EXERCISE REQUIREMENTS:
Answer these questions using the passage about the TUPE hearing.
(a) In what month and year was the preliminary hearing held?
(b) On what date did HMV dismiss the claimant?
(c) On what date was the respondent incorporated?

4. At that October 2019 preliminary hearing, a specific issue to be determined today was
said to be “did the provisions of TUPE… apply to the claimant’s employment with
HMV retail limited? That wording was a little nebulous (and, at that stage, the
claimant’s case under TUPE was still unclear).
5. However, at today's hearing, the representatives helpfully clarified and agreed the
following points, and issues for determination:
a. There had been a TUPE transfer of all HMV's staff working at the Stevenage
store to the respondent (which was incorporated on 4 January 2019) on 5
February 2019.
b. The claimant was not in fact still assigned to the undertaking which transferred
at the point of transfer, because of his dismissal by HMV on 24 January 2019.
(Otherwise, he would also have transferred.)
c. The claimant should be deemed as having been assigned to that undertaking
pursuant to regulation 7(1) of the TUPE regulations if the sole or principal
reason for his dismissal by HMV was the transfer.
d. In such circumstances, the dismissal would be automatically unfair.
e. Hence the claim stood or fell on the issue of what was the sole or principal
reason for the claimant’s dismissal. If it was not the reason proscribed by
regulation 7(1) of TUPE, the claim must be dismissed for want of reasonable
prospects of success. Otherwise, the claim could proceed against the
respondent as transferee.

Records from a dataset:
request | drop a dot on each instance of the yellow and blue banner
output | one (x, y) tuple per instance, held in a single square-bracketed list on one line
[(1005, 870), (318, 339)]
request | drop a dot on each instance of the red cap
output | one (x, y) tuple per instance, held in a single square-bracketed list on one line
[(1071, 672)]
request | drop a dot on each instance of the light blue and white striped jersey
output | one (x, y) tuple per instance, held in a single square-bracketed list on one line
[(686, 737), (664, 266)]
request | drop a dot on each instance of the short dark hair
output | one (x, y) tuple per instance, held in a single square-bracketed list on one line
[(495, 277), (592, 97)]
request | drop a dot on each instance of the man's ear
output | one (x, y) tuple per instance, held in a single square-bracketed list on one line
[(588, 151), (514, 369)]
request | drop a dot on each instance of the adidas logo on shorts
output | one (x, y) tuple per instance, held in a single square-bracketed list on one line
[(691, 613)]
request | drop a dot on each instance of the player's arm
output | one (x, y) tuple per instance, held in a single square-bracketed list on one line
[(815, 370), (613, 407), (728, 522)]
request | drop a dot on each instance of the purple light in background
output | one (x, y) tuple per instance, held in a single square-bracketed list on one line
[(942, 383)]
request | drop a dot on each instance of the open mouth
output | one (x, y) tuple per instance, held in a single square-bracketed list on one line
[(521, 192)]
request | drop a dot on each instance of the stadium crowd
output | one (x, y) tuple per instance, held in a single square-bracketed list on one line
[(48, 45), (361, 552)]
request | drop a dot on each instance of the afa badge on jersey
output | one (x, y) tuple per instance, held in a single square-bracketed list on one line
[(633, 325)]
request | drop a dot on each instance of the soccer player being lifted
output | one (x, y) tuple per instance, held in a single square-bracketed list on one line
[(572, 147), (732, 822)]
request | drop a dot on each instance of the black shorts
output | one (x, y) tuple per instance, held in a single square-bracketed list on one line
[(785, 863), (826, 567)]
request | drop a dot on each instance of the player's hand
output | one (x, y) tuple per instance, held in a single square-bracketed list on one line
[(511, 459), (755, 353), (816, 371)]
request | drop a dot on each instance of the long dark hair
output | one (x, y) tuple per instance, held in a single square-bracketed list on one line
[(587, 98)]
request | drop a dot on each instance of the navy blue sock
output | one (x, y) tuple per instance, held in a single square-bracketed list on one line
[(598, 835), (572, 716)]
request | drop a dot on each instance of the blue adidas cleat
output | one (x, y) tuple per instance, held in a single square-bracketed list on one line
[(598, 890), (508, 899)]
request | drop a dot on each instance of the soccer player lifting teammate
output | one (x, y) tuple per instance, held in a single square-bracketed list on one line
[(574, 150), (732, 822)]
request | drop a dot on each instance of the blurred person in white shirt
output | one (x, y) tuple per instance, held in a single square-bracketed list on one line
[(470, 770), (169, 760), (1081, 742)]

--

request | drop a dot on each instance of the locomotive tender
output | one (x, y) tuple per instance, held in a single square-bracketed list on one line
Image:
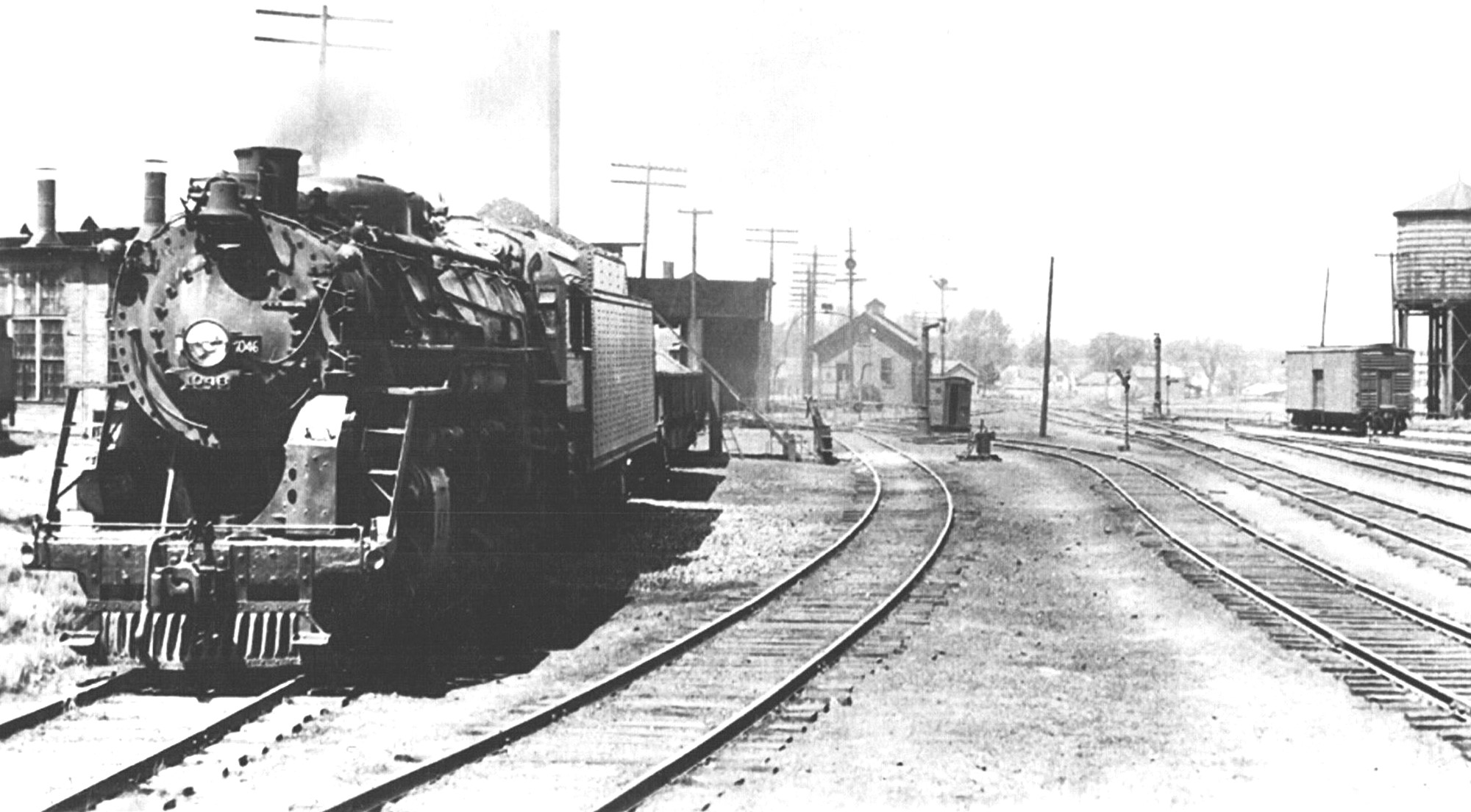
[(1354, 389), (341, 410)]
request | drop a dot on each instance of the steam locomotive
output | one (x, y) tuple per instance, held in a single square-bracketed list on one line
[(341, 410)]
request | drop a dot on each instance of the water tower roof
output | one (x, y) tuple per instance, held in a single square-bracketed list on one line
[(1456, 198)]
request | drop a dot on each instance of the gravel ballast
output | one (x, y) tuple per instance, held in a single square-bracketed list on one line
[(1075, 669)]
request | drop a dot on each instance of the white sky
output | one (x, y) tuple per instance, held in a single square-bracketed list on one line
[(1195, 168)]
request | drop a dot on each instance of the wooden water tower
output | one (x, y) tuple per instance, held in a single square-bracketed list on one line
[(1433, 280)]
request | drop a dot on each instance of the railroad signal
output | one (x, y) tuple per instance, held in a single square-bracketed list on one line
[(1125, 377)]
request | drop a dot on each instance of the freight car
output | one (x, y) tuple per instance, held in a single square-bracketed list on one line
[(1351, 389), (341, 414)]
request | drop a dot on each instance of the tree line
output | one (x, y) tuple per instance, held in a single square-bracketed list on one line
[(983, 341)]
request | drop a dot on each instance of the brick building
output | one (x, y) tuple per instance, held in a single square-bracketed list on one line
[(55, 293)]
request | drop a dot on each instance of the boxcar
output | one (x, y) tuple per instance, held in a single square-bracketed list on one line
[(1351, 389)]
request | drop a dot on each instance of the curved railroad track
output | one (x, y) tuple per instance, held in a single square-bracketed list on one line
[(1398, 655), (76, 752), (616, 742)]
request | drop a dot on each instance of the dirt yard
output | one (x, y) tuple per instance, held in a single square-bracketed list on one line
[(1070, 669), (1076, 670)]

==

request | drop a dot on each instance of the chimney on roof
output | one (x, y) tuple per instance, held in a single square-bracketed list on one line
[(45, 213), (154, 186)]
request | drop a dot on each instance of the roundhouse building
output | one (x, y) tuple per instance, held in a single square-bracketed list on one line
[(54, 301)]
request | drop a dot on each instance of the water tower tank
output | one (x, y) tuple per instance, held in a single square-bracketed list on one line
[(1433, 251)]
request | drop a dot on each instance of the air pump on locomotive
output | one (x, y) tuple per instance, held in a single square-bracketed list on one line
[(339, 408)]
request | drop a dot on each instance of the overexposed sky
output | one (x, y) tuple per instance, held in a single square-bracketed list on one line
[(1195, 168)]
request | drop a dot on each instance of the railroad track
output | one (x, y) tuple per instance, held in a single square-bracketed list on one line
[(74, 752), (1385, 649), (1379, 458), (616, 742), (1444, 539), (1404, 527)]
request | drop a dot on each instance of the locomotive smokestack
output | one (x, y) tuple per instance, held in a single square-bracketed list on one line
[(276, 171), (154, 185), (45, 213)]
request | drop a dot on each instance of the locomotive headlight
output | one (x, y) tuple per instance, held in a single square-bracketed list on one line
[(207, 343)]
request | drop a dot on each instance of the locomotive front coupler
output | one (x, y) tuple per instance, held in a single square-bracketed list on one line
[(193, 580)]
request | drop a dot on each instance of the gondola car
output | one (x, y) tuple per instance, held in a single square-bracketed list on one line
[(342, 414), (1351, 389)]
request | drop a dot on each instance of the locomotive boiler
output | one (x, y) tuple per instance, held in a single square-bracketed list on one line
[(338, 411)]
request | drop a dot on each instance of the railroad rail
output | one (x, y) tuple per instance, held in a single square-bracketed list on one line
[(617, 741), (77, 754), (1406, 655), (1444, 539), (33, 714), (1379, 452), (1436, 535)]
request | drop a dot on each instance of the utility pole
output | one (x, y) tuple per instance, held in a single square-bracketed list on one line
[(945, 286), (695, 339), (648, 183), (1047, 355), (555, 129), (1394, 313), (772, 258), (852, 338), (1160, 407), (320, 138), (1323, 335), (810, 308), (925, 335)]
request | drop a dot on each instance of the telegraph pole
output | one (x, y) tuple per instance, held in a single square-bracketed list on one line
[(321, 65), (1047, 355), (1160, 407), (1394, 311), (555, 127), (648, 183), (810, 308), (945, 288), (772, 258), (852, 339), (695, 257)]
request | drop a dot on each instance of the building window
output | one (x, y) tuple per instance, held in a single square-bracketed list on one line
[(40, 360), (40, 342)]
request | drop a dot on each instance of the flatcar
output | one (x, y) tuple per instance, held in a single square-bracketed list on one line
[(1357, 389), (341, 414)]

RESULT OF THE TASK:
(a) October 2019
(b) 24 January 2019
(c) 4 January 2019